# start of Provided data

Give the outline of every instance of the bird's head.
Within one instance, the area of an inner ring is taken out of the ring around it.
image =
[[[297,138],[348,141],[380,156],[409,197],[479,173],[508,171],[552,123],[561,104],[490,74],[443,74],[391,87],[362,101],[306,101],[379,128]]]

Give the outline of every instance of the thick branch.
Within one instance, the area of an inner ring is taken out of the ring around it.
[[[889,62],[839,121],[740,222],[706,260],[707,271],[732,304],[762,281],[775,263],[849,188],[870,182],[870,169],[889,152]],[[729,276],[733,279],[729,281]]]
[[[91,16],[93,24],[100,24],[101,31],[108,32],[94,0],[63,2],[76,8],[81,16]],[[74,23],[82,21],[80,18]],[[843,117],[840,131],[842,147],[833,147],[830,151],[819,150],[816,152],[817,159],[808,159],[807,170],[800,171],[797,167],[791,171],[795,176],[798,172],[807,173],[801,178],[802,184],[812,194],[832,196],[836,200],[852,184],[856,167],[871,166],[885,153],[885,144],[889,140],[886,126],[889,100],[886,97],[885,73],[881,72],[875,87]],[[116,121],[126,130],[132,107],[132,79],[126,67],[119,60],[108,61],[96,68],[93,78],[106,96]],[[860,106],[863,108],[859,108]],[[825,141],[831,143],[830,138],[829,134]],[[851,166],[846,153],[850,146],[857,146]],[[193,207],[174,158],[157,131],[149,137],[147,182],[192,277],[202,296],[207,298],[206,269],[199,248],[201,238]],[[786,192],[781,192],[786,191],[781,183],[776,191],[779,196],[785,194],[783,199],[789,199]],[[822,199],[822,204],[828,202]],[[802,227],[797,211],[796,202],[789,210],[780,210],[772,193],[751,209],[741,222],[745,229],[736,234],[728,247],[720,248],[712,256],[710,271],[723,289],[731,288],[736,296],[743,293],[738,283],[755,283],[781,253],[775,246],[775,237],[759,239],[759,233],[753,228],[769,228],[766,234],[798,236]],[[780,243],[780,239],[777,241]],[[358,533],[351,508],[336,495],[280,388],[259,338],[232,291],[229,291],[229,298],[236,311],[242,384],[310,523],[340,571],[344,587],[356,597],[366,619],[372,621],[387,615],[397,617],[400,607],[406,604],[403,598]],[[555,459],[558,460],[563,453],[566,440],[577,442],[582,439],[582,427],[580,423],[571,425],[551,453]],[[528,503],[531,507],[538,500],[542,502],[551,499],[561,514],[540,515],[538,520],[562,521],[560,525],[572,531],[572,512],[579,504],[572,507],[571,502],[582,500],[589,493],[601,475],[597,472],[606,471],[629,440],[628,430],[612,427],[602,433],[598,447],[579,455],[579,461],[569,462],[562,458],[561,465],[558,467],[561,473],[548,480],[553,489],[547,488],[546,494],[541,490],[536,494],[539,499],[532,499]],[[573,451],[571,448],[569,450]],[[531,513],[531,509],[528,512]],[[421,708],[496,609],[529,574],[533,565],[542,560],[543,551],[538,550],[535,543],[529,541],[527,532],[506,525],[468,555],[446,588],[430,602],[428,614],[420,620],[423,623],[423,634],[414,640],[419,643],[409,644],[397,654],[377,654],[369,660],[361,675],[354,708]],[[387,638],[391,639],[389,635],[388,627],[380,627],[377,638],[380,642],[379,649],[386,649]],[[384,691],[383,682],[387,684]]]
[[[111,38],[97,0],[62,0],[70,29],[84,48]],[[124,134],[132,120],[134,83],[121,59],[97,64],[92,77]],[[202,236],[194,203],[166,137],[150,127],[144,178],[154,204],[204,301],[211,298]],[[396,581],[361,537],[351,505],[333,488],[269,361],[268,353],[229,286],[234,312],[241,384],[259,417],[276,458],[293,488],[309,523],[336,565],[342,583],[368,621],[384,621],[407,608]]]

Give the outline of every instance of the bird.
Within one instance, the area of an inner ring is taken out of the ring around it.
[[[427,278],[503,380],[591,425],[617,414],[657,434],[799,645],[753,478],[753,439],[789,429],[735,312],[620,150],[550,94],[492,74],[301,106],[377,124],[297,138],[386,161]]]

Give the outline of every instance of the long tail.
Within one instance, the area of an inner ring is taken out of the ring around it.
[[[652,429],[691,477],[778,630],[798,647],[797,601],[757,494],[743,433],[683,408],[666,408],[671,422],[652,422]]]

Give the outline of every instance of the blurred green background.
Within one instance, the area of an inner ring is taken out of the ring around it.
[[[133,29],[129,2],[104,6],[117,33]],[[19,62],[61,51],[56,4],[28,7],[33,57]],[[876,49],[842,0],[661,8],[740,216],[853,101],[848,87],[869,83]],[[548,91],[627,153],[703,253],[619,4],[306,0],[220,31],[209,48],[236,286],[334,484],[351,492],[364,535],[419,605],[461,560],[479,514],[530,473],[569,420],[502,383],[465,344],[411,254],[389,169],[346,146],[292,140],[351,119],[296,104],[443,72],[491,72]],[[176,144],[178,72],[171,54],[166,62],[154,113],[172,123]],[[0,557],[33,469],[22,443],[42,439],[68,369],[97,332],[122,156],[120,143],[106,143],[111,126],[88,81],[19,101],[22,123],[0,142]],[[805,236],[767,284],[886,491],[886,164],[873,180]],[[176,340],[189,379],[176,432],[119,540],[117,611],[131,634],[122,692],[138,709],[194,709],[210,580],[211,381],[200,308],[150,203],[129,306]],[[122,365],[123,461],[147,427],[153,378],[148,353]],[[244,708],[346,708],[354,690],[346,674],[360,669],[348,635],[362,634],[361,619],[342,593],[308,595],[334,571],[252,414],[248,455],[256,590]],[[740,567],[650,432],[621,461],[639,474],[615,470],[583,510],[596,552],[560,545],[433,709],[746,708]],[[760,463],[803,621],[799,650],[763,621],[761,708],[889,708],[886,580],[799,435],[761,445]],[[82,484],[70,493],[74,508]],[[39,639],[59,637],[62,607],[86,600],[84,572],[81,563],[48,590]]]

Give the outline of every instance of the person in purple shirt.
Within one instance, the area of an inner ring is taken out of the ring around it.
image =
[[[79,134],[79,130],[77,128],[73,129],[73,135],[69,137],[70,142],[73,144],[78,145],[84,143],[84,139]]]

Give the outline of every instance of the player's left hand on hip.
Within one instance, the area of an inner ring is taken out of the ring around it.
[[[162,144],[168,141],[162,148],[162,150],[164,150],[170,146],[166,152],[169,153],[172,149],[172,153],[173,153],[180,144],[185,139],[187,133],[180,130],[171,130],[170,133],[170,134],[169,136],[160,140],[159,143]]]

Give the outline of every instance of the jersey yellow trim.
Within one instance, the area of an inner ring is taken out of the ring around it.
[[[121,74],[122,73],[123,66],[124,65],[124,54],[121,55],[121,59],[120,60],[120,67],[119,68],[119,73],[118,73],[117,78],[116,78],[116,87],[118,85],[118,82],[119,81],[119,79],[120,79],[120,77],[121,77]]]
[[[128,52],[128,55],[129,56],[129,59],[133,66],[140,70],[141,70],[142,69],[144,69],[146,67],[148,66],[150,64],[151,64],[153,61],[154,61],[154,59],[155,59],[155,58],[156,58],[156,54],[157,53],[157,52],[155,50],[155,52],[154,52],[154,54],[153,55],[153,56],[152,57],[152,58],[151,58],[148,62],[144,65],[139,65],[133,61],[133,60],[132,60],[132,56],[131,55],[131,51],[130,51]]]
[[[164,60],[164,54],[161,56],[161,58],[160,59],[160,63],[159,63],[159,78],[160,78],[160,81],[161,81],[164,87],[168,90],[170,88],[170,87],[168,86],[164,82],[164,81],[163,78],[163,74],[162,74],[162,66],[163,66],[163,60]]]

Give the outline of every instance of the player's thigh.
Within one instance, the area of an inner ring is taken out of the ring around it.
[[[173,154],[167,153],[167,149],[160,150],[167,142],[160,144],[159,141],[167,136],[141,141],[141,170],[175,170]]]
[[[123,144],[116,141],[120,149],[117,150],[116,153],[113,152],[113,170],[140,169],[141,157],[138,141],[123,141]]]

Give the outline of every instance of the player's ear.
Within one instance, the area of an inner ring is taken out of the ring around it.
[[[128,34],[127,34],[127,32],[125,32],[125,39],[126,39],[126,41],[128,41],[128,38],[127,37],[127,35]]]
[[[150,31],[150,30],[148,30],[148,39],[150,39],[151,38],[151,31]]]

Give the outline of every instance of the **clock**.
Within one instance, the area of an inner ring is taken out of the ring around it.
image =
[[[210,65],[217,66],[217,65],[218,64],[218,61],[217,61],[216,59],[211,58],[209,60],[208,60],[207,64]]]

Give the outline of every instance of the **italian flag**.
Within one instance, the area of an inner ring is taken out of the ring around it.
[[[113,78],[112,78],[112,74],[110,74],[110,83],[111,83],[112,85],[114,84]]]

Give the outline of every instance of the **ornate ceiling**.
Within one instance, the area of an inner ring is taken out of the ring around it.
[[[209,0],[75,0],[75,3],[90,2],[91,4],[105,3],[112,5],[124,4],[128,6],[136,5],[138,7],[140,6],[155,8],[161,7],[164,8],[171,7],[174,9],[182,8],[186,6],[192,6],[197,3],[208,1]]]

# end of Provided data

### [What to produce]
Please repeat the records from the line with "Give the outline of every instance of the **ornate" through the end of the records, requests included, and shift every polygon coordinate in the answers up by 143.

### [Written response]
Give the outline of every instance of the **ornate ceiling**.
Within one instance, the area of an inner ring is taken out of the ring around it.
[[[352,143],[218,143],[218,146],[233,145],[234,147],[248,146],[255,148],[267,147],[271,149],[279,148],[281,150],[283,149],[298,151],[304,150],[307,151],[314,150],[317,152],[325,151],[329,149],[335,149],[340,146],[351,144]]]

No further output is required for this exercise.